Work instruction 1:
Answer these questions about the granin text:
(a) In what are granins found throughout?
(b) What do granins bind within the hormone storage vesicle core?
(c) Besides the two cysteine residues, what region do chromogranins A and B share?
Work instruction 2:
Copy the granin text, starting at the words "Granin (chromogranin and" and stopping after "dense-core secretory vesicles.", and replace "ubiquitously" with "commonly".
Work instruction 3:
Write the next part of the text about the granin protein family, picking up after its last sentence.

Extract:
Available protein structures:
- Pfam: structures / ECOD
- PDB: RCSB PDB; PDBe; PDBj
- PDBsum: structure summary

= Granin =

Protein family

Granin (chromogranin and secretogranin) is a protein family of regulated secretory proteins ubiquitously found in the cores of amine and peptide hormone and neurotransmitter dense-core secretory vesicles.

== Function ==
Granins (chromogranins or secretogranins) are acidic proteins and are present in the secretory granules of a wide variety of endocrine and neuro-endocrine cells. The exact function(s) of these proteins is not yet settled but there is evidence that granins function as pro-hormones, giving rise to an array of peptide fragments for which autocrine, paracrine, and endocrine activities have been demonstrated in vitro and in vivo. The intracellular biochemistry of granins includes binding of Ca^{2+}, ATP and catecholamines (epinephrine, norepinephrine) within the hormone storage vesicle core. There is also evidence that CgA, and perhaps other granins, regulate the biogenesis of dense-core secretory vesicles and hormone sequestration in neuroendocrine cells.

== Structure ==

Apart from their subcellular location and the abundance of acidic residues (Asp and Glu), these proteins do not share many structural similarities. Only one short region, located in the C-terminal section, is conserved in all these proteins. Chromogranins and secretogranins together share a C-terminal motif, whereas chromogranins A and B share a region of high similarity in their N-terminal section; this region includes two cysteine residues involved in a disulfide bond.

Referring expression pointing data
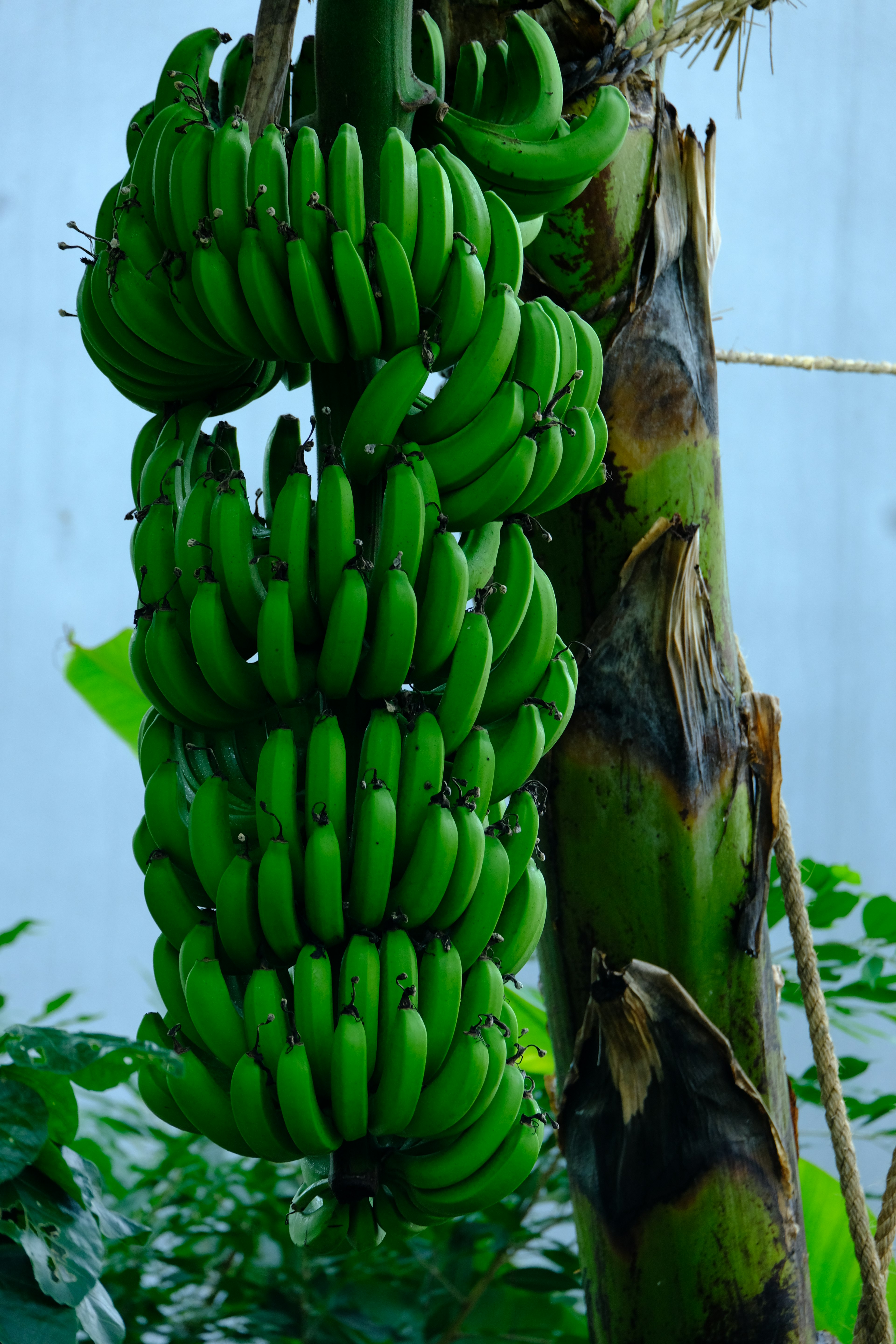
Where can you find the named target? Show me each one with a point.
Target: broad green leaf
(61, 1240)
(104, 678)
(58, 1095)
(93, 1061)
(100, 1319)
(29, 1318)
(833, 1269)
(11, 935)
(879, 918)
(23, 1126)
(532, 1019)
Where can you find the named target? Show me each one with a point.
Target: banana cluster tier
(350, 690)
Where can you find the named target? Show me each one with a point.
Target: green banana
(346, 183)
(557, 691)
(422, 769)
(464, 456)
(230, 530)
(460, 307)
(277, 902)
(396, 1100)
(506, 255)
(373, 859)
(522, 840)
(253, 1097)
(523, 920)
(455, 1088)
(268, 189)
(468, 866)
(383, 670)
(179, 678)
(167, 811)
(213, 1010)
(320, 319)
(314, 1011)
(230, 677)
(360, 967)
(515, 574)
(519, 746)
(429, 869)
(217, 283)
(310, 1128)
(291, 541)
(525, 665)
(472, 1148)
(324, 879)
(285, 677)
(190, 62)
(547, 464)
(363, 326)
(398, 296)
(308, 178)
(335, 530)
(496, 491)
(398, 190)
(401, 527)
(210, 840)
(468, 78)
(438, 999)
(506, 161)
(276, 798)
(326, 780)
(207, 1104)
(477, 374)
(434, 229)
(381, 409)
(496, 1179)
(442, 609)
(234, 77)
(167, 976)
(269, 306)
(578, 455)
(171, 898)
(471, 212)
(228, 185)
(481, 550)
(237, 909)
(569, 353)
(398, 972)
(348, 1072)
(473, 931)
(468, 678)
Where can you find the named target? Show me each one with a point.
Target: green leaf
(538, 1280)
(61, 1240)
(100, 1319)
(58, 1095)
(96, 1062)
(17, 931)
(23, 1126)
(29, 1318)
(879, 918)
(104, 678)
(532, 1019)
(836, 1283)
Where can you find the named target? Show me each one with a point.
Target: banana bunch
(350, 690)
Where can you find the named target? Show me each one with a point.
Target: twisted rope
(874, 1324)
(823, 362)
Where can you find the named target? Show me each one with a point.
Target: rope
(825, 362)
(874, 1324)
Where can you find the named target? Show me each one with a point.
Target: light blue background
(805, 197)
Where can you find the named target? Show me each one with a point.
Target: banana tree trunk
(675, 1113)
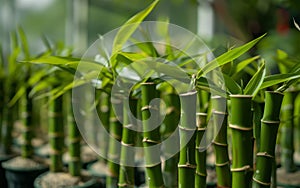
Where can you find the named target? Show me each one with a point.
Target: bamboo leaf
(228, 57)
(129, 28)
(207, 85)
(256, 81)
(241, 65)
(231, 85)
(277, 79)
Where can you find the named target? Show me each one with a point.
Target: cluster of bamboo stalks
(248, 107)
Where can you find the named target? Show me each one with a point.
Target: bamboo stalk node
(201, 174)
(55, 152)
(56, 135)
(262, 183)
(187, 165)
(150, 141)
(237, 127)
(222, 164)
(113, 157)
(74, 140)
(149, 107)
(219, 112)
(264, 154)
(186, 129)
(171, 109)
(219, 144)
(244, 168)
(126, 144)
(54, 114)
(270, 122)
(75, 159)
(201, 128)
(201, 148)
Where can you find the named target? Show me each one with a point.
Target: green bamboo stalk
(56, 135)
(201, 174)
(114, 150)
(187, 128)
(287, 135)
(242, 141)
(269, 128)
(171, 120)
(257, 116)
(103, 110)
(219, 111)
(154, 176)
(74, 164)
(126, 178)
(27, 148)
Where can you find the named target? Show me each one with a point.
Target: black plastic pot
(22, 177)
(92, 183)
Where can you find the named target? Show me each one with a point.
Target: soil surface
(24, 163)
(99, 168)
(62, 179)
(87, 155)
(288, 179)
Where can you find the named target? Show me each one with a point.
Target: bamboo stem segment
(242, 140)
(126, 177)
(201, 174)
(269, 127)
(151, 135)
(56, 135)
(287, 135)
(187, 131)
(219, 111)
(114, 149)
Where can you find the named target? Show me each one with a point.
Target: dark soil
(62, 179)
(24, 163)
(288, 179)
(87, 155)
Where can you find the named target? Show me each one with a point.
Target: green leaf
(231, 85)
(126, 31)
(256, 81)
(228, 57)
(241, 65)
(129, 27)
(205, 84)
(278, 78)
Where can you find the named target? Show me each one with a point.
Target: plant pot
(88, 182)
(20, 176)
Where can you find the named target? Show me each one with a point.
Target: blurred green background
(78, 23)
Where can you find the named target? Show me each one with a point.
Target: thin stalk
(150, 117)
(201, 174)
(103, 110)
(56, 135)
(74, 149)
(126, 178)
(287, 135)
(27, 149)
(170, 123)
(114, 150)
(269, 128)
(220, 116)
(257, 116)
(242, 140)
(187, 128)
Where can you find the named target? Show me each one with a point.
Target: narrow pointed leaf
(228, 57)
(256, 81)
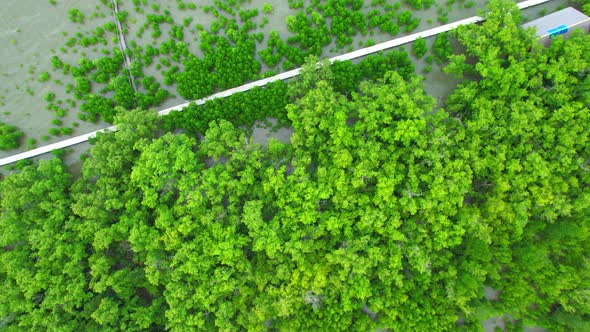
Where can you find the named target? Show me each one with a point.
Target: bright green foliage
(267, 8)
(41, 262)
(419, 48)
(243, 109)
(9, 137)
(441, 48)
(76, 15)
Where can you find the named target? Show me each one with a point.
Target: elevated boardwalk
(283, 76)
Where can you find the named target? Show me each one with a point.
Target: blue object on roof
(560, 30)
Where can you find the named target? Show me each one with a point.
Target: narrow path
(122, 43)
(283, 76)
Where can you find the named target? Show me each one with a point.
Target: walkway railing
(283, 76)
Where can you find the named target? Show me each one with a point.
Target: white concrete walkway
(286, 75)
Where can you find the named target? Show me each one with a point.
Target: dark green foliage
(419, 47)
(241, 109)
(441, 48)
(76, 16)
(9, 137)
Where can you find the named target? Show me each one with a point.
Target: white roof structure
(559, 23)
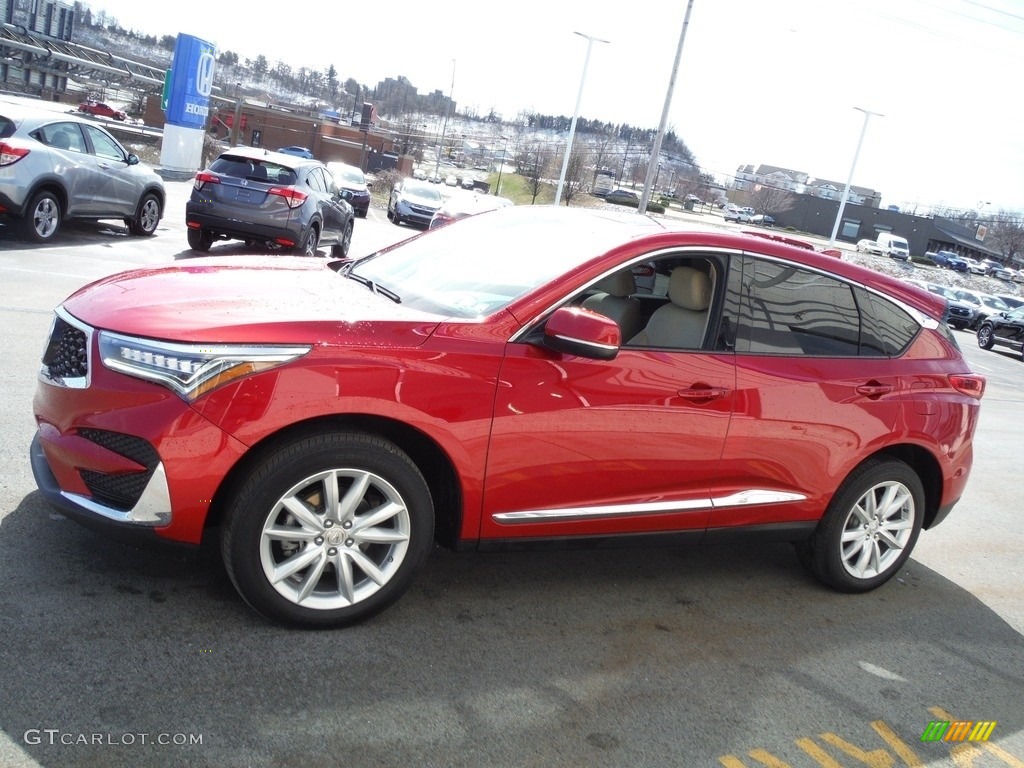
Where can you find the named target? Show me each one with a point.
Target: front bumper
(135, 526)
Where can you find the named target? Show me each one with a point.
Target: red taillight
(294, 198)
(10, 155)
(205, 177)
(969, 384)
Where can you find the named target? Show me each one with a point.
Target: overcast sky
(759, 82)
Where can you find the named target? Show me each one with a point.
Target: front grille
(121, 491)
(67, 353)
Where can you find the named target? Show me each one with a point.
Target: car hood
(269, 300)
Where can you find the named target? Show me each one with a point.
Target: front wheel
(329, 529)
(42, 218)
(868, 529)
(146, 217)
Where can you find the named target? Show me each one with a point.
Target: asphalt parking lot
(726, 655)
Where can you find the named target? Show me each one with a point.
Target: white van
(894, 245)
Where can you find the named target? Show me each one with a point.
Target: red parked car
(100, 110)
(503, 384)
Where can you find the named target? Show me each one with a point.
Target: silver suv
(55, 166)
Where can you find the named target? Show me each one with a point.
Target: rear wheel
(146, 218)
(329, 529)
(869, 528)
(199, 240)
(42, 217)
(309, 242)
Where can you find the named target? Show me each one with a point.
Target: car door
(586, 448)
(74, 164)
(815, 388)
(117, 186)
(333, 213)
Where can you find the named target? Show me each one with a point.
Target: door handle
(702, 393)
(875, 389)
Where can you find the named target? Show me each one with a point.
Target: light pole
(656, 151)
(440, 147)
(576, 115)
(846, 189)
(498, 186)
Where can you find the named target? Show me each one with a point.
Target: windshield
(484, 262)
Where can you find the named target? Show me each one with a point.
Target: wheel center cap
(335, 538)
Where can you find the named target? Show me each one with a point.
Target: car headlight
(190, 370)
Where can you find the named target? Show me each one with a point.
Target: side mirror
(583, 333)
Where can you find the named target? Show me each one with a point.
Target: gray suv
(55, 166)
(269, 199)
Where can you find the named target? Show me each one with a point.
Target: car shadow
(639, 656)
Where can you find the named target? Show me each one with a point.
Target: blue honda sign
(190, 82)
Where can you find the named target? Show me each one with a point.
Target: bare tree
(534, 161)
(1007, 233)
(577, 171)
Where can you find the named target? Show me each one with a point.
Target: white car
(742, 215)
(869, 246)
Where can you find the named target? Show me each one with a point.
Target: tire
(199, 240)
(146, 218)
(42, 217)
(868, 529)
(309, 243)
(294, 560)
(341, 250)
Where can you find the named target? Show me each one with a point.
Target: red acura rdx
(522, 377)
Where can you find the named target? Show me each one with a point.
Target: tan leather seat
(680, 324)
(615, 300)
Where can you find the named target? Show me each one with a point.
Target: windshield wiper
(373, 286)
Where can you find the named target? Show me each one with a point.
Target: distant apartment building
(749, 178)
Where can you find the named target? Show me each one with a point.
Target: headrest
(689, 288)
(620, 284)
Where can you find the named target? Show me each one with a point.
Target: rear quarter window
(779, 308)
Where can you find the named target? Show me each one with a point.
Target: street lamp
(846, 189)
(576, 115)
(498, 186)
(440, 146)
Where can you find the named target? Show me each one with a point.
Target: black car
(623, 197)
(1005, 329)
(270, 199)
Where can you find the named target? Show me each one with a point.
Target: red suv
(503, 383)
(100, 110)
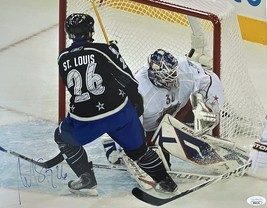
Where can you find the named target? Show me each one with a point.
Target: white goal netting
(141, 28)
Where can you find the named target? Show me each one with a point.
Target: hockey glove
(206, 118)
(258, 157)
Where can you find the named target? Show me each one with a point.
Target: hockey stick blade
(156, 201)
(59, 158)
(47, 164)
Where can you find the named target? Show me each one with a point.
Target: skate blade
(85, 192)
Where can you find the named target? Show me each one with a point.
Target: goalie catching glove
(206, 115)
(258, 157)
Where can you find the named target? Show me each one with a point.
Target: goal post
(207, 31)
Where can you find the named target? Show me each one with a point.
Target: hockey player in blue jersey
(104, 99)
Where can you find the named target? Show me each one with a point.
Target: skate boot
(84, 185)
(167, 185)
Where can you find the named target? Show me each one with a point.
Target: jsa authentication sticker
(256, 200)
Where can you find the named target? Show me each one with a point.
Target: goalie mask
(163, 69)
(79, 27)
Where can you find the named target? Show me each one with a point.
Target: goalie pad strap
(260, 147)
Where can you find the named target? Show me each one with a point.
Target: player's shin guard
(75, 156)
(149, 161)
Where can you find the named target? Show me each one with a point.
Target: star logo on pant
(100, 106)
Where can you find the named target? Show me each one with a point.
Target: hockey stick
(156, 201)
(47, 164)
(100, 21)
(59, 158)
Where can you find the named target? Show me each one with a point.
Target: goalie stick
(59, 158)
(156, 201)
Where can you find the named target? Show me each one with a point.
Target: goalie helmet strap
(260, 147)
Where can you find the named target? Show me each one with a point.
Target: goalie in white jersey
(177, 86)
(167, 83)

Reply 1:
(a) In the cores of amine and peptide hormone and neurotransmitter dense-core secretory vesicles.
(b) Ca^{2+}, ATP and catecholamines (epinephrine, norepinephrine).
(c) A region of high similarity in their N-terminal section.

Reply 2:
Granin (chromogranin and secretogranin) is a protein family of regulated secretory proteins commonly found in the cores of amine and peptide hormone and neurotransmitter dense-core secretory vesicles.

Reply 3:
There are considerable differences in the amino acid composition between different animals. Commercial assays for measuring human CGA can usually not be used for measuring CGA in samples from other species. Some specific parts of the molecule have a higher degree of amino acid homology and methods where the antibodies are directed against specific epitopes can be used to measure samples from different animals. Region-specific assays measuring defined parts of CGA, CGB and SG2 can be used for measurements in samples from cats and dogs.

== Members ==

=== Chromogranins ===

- chromogranin A (CgA)
- chromogranin B (CgB)

=== Secretogranins ===

- secretogranin II (SgII) (see also secretoneurin)
- secretogranin III (SgIII)
- secretogranin V (SgV)

=== Extended group ===
Some other proteins are also proposed to belong to the granins based on their physico-chemical properties. These include NESP55 (SgVI), VGF (SgVII), and ProSAAS (SgVIII).